PROBLEM TO WORK ON: Give an unaltered copy of the listing below, minus its pictures.

:::

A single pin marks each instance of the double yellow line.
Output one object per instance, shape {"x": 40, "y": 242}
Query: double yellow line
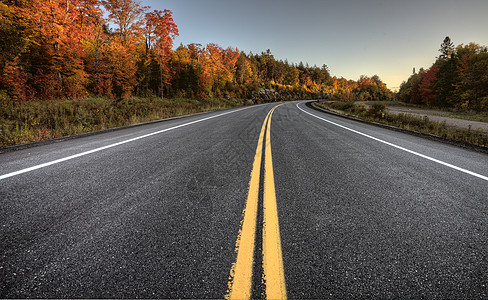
{"x": 240, "y": 282}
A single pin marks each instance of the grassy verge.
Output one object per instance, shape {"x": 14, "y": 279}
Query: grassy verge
{"x": 377, "y": 113}
{"x": 29, "y": 121}
{"x": 438, "y": 111}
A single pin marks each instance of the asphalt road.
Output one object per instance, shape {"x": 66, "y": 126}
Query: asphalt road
{"x": 155, "y": 211}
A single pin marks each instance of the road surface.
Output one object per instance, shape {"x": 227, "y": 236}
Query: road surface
{"x": 255, "y": 201}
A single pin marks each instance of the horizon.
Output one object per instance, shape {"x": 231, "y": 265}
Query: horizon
{"x": 384, "y": 38}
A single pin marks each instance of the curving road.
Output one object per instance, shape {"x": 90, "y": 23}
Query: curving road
{"x": 335, "y": 209}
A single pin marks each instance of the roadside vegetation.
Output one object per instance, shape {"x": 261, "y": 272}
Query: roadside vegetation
{"x": 29, "y": 121}
{"x": 376, "y": 112}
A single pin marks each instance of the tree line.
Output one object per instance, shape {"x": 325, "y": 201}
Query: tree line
{"x": 65, "y": 49}
{"x": 458, "y": 78}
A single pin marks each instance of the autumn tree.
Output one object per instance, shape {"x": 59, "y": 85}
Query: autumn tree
{"x": 160, "y": 33}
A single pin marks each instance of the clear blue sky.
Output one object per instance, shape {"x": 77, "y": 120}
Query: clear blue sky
{"x": 353, "y": 37}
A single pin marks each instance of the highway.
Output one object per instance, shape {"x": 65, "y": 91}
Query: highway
{"x": 267, "y": 201}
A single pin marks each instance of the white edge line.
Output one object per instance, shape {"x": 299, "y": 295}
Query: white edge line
{"x": 111, "y": 145}
{"x": 399, "y": 147}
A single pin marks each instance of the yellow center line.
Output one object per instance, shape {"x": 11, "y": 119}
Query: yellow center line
{"x": 273, "y": 270}
{"x": 240, "y": 279}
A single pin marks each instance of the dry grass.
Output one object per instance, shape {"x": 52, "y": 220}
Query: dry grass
{"x": 377, "y": 113}
{"x": 29, "y": 121}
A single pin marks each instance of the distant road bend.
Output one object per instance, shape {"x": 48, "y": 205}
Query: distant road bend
{"x": 268, "y": 201}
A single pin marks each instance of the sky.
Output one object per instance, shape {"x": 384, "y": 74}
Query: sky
{"x": 352, "y": 37}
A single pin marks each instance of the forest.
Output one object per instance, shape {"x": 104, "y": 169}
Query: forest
{"x": 67, "y": 49}
{"x": 457, "y": 79}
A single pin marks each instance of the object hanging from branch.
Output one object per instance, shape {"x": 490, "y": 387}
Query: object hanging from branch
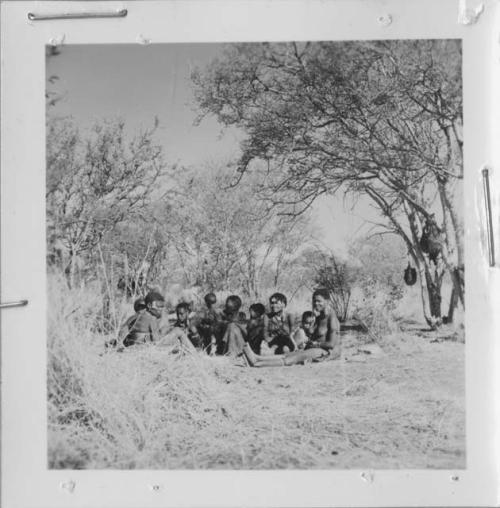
{"x": 431, "y": 241}
{"x": 410, "y": 275}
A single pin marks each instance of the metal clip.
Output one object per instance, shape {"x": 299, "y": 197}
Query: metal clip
{"x": 489, "y": 220}
{"x": 7, "y": 305}
{"x": 77, "y": 15}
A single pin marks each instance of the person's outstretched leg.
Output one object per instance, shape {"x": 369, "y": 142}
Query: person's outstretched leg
{"x": 177, "y": 336}
{"x": 262, "y": 361}
{"x": 234, "y": 339}
{"x": 308, "y": 355}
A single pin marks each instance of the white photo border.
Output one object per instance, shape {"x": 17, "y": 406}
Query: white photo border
{"x": 26, "y": 480}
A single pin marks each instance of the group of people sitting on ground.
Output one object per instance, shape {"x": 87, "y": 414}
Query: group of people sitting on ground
{"x": 265, "y": 339}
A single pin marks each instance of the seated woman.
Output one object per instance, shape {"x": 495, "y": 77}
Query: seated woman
{"x": 285, "y": 360}
{"x": 255, "y": 327}
{"x": 326, "y": 333}
{"x": 235, "y": 328}
{"x": 278, "y": 325}
{"x": 324, "y": 343}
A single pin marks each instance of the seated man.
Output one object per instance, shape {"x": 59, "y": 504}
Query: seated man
{"x": 286, "y": 360}
{"x": 304, "y": 333}
{"x": 255, "y": 328}
{"x": 235, "y": 329}
{"x": 184, "y": 330}
{"x": 208, "y": 324}
{"x": 278, "y": 325}
{"x": 139, "y": 308}
{"x": 143, "y": 327}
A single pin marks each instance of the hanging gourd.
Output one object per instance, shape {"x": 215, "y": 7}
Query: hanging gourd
{"x": 431, "y": 239}
{"x": 410, "y": 275}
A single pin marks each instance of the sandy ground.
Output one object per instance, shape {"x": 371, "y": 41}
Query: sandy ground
{"x": 398, "y": 406}
{"x": 398, "y": 403}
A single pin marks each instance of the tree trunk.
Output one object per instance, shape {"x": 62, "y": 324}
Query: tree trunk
{"x": 453, "y": 305}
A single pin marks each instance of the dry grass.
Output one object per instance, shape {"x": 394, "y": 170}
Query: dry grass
{"x": 400, "y": 406}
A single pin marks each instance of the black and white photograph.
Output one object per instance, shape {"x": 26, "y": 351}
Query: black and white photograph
{"x": 255, "y": 255}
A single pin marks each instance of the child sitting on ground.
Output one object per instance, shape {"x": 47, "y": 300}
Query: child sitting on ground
{"x": 304, "y": 333}
{"x": 184, "y": 323}
{"x": 208, "y": 324}
{"x": 278, "y": 325}
{"x": 255, "y": 327}
{"x": 143, "y": 326}
{"x": 235, "y": 328}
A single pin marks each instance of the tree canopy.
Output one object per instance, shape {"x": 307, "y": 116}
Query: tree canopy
{"x": 382, "y": 119}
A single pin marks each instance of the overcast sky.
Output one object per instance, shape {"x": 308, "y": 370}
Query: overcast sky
{"x": 137, "y": 83}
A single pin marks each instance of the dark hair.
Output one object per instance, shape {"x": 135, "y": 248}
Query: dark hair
{"x": 258, "y": 308}
{"x": 210, "y": 298}
{"x": 280, "y": 297}
{"x": 307, "y": 315}
{"x": 233, "y": 302}
{"x": 183, "y": 305}
{"x": 153, "y": 296}
{"x": 139, "y": 304}
{"x": 323, "y": 292}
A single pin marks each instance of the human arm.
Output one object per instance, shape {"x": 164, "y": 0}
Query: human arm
{"x": 154, "y": 329}
{"x": 125, "y": 329}
{"x": 331, "y": 339}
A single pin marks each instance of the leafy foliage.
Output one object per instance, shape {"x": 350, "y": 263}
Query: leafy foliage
{"x": 382, "y": 119}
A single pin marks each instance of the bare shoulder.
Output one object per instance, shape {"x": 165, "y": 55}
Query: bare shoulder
{"x": 333, "y": 321}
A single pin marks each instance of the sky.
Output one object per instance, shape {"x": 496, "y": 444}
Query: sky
{"x": 137, "y": 83}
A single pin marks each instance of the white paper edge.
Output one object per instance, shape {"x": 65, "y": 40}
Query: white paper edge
{"x": 26, "y": 482}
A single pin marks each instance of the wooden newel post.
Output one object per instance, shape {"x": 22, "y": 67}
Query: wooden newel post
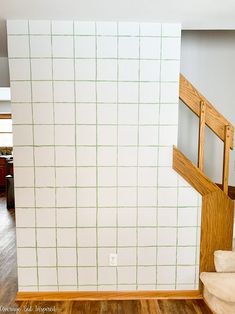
{"x": 201, "y": 137}
{"x": 227, "y": 143}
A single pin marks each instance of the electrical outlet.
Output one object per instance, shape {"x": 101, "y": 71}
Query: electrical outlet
{"x": 112, "y": 259}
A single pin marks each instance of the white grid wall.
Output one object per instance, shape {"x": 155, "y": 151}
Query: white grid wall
{"x": 95, "y": 113}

:::

RESPONSE:
A single pin marks each instance of the double yellow line.
Output one object per instance, shape {"x": 40, "y": 242}
Query: double yellow line
{"x": 240, "y": 282}
A single pin marks each instance of the grassy verge.
Output one object per instance, shape {"x": 14, "y": 279}
Query: grassy verge
{"x": 377, "y": 113}
{"x": 29, "y": 121}
{"x": 438, "y": 111}
A single pin marks each instance of the asphalt road.
Output one object per instance, shape {"x": 66, "y": 126}
Query: asphalt road
{"x": 155, "y": 211}
A single pin marks each instance of the road surface.
Output one object per instance, shape {"x": 227, "y": 236}
Query: road surface
{"x": 255, "y": 201}
A single pin marks each instance of the horizon.
Output one object per instance, shape {"x": 231, "y": 265}
Query: horizon
{"x": 384, "y": 38}
A single pin marks each instance of the curving road.
Output one object per instance, shape {"x": 90, "y": 23}
Query: curving road
{"x": 335, "y": 209}
A single pin marks each instance of the roadside vegetation.
Output one object per instance, shape {"x": 261, "y": 272}
Query: roadside vegetation
{"x": 29, "y": 121}
{"x": 376, "y": 112}
A single pin marks each instance of the tree line.
Output one object per instance, shape {"x": 325, "y": 201}
Query: tree line
{"x": 65, "y": 49}
{"x": 458, "y": 78}
A single pin marks each instance of the autumn tree.
Output one object per instance, shape {"x": 59, "y": 85}
Query: autumn tree
{"x": 160, "y": 33}
A single pin marks each instance of the clear blue sky.
Output one object per instance, shape {"x": 77, "y": 120}
Query: clear blue sky
{"x": 353, "y": 37}
A single pin marks each instance of the highway.
Output one object per instance, shape {"x": 65, "y": 91}
Query: highway
{"x": 267, "y": 201}
A single pin marks each instance of the white edge line.
Output one object per instance, shape {"x": 299, "y": 295}
Query: white edge line
{"x": 111, "y": 145}
{"x": 399, "y": 147}
A single pin marks each instance of the yellow center line.
Output one object per instance, shape {"x": 11, "y": 119}
Query: yellow center line
{"x": 273, "y": 270}
{"x": 240, "y": 279}
A single pin marks each instance of the dry grass.
Output one object per instance, shape {"x": 52, "y": 220}
Query: dry grass
{"x": 377, "y": 113}
{"x": 29, "y": 121}
A single pin marks each instance of the distant road bend.
Output one object per instance, shape {"x": 48, "y": 205}
Query: distant road bend
{"x": 268, "y": 201}
A single pin marks each instance of the sky.
Output one object per instance, shape {"x": 384, "y": 74}
Query: sky
{"x": 352, "y": 37}
A single pin marks each instance of the forest.
Output one object per instance, shape {"x": 104, "y": 169}
Query: forest
{"x": 67, "y": 49}
{"x": 457, "y": 79}
A single pin marks each instance of the object hanging from branch.
Output one object per instance, shape {"x": 490, "y": 387}
Query: object hanging from branch
{"x": 431, "y": 241}
{"x": 410, "y": 275}
A single pin marks each instance of the metal clip.
Output one object per instance, shape {"x": 299, "y": 197}
Query: metal clip
{"x": 489, "y": 220}
{"x": 7, "y": 305}
{"x": 77, "y": 15}
A single pin marks each instance of the person's outstretched leg.
Output one object per instance, shape {"x": 369, "y": 142}
Query: person's outstretched leg
{"x": 177, "y": 336}
{"x": 262, "y": 361}
{"x": 234, "y": 339}
{"x": 308, "y": 355}
A single pin marks each instance of the white photo border.
Output one object per instance, shape {"x": 17, "y": 406}
Query: white photo border
{"x": 26, "y": 480}
A single pin marks each instance of the group of people sitting on ground.
Output one object per instance, shape {"x": 87, "y": 414}
Query: group of people sitting on ground
{"x": 265, "y": 339}
A single pin marks each instance of the seated woman.
Output one object per instance, shape {"x": 495, "y": 77}
Query: seated woman
{"x": 285, "y": 360}
{"x": 255, "y": 327}
{"x": 326, "y": 333}
{"x": 235, "y": 328}
{"x": 278, "y": 325}
{"x": 324, "y": 343}
A single pin marks each instance of the seated man.
Output one object per instance, shape {"x": 59, "y": 504}
Query: seated man
{"x": 286, "y": 360}
{"x": 304, "y": 333}
{"x": 255, "y": 328}
{"x": 235, "y": 329}
{"x": 184, "y": 330}
{"x": 208, "y": 324}
{"x": 278, "y": 325}
{"x": 139, "y": 308}
{"x": 143, "y": 327}
A single pin marks each instance of the hanging gourd.
Output one object per instance, shape {"x": 215, "y": 7}
Query: hanging gourd
{"x": 431, "y": 239}
{"x": 410, "y": 275}
A single pin marks each instance of the sandy ground.
Output one object per instance, shape {"x": 371, "y": 41}
Query: sandy ground
{"x": 398, "y": 406}
{"x": 398, "y": 403}
A single pin marks each instance of the tree trunk.
Output one object per instance, shape {"x": 62, "y": 324}
Query: tree trunk
{"x": 453, "y": 305}
A single pin marks each instance of the dry grass.
Output one object per instance, shape {"x": 394, "y": 170}
Query: dry grass
{"x": 400, "y": 406}
A single pin marks each instance of the black and white photograph.
Output one object per instance, shape {"x": 26, "y": 351}
Query: black and white photograph
{"x": 255, "y": 255}
A single pin marks each instance of the child sitting on ground.
Output one object per instance, shape {"x": 47, "y": 300}
Query: child sitting on ground
{"x": 304, "y": 333}
{"x": 184, "y": 323}
{"x": 208, "y": 324}
{"x": 278, "y": 325}
{"x": 255, "y": 327}
{"x": 143, "y": 326}
{"x": 235, "y": 328}
A single pin marks each instance of the tree canopy.
Output one object per instance, shape {"x": 307, "y": 116}
Query: tree canopy
{"x": 382, "y": 119}
A single pin marks each instance of the overcast sky.
Output one object per instance, shape {"x": 308, "y": 370}
Query: overcast sky
{"x": 137, "y": 83}
A single pin marks each instance of the dark hair.
Output one object per instance, shape {"x": 135, "y": 248}
Query: dark hair
{"x": 258, "y": 308}
{"x": 210, "y": 298}
{"x": 280, "y": 297}
{"x": 307, "y": 315}
{"x": 233, "y": 302}
{"x": 183, "y": 305}
{"x": 153, "y": 296}
{"x": 139, "y": 304}
{"x": 323, "y": 292}
A single pin marks each instance of the human arm.
Output one object per instance, shape {"x": 164, "y": 0}
Query: human arm
{"x": 154, "y": 329}
{"x": 125, "y": 329}
{"x": 331, "y": 339}
A single pin marks each instance of the leafy foliage.
Output one object per instance, shape {"x": 350, "y": 263}
Query: leafy foliage
{"x": 382, "y": 119}
A single pin marks each instance of the bare shoulder.
Output one object per instance, shape {"x": 165, "y": 55}
Query: bare shoulder
{"x": 333, "y": 321}
A single pin marks each instance of the sky.
Output one object per instance, shape {"x": 496, "y": 444}
Query: sky
{"x": 137, "y": 83}
A single pin marks each instance of the white paper edge.
Output one object per instance, shape {"x": 65, "y": 40}
Query: white paper edge
{"x": 26, "y": 482}
A single pin marks each instance of the wooden newel post.
Output one object per instance, shape {"x": 22, "y": 67}
Query: wooden newel post
{"x": 201, "y": 137}
{"x": 227, "y": 143}
A single pin marks each instance of the electrical outlet.
Output one object per instance, shape {"x": 101, "y": 71}
Query: electrical outlet
{"x": 112, "y": 259}
A single pin marks each instance of the white grid wall.
Output one object per instance, shape {"x": 155, "y": 151}
Query: white grid wall
{"x": 95, "y": 113}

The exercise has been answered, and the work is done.